** Source records **
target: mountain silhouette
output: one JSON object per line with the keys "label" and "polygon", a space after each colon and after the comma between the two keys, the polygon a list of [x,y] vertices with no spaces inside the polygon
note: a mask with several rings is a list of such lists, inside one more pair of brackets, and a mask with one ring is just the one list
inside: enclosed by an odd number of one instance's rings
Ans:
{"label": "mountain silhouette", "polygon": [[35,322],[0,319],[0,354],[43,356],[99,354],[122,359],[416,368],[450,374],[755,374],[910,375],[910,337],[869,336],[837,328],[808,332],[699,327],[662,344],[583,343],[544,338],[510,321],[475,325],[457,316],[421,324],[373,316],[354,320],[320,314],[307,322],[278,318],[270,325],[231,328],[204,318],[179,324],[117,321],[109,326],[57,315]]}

** Task statement **
Rewrite the lines starting at the start of the records and ending at the line that contains "note: a mask" as a Markdown table with the columns Row and Line, leaving out any blank lines.

** Task output **
| Row | Line |
|---|---|
| 1 | target: mountain silhouette |
| 2 | output: one JSON object per line with the keys "label" and "polygon", a space after each colon and after the comma between the two keys, the polygon a list of [x,y] vertices with no spaces inside the polygon |
| 3 | note: a mask with several rings is a list of such lists, inside one more pair of brackets, and a mask with one ring is just the one list |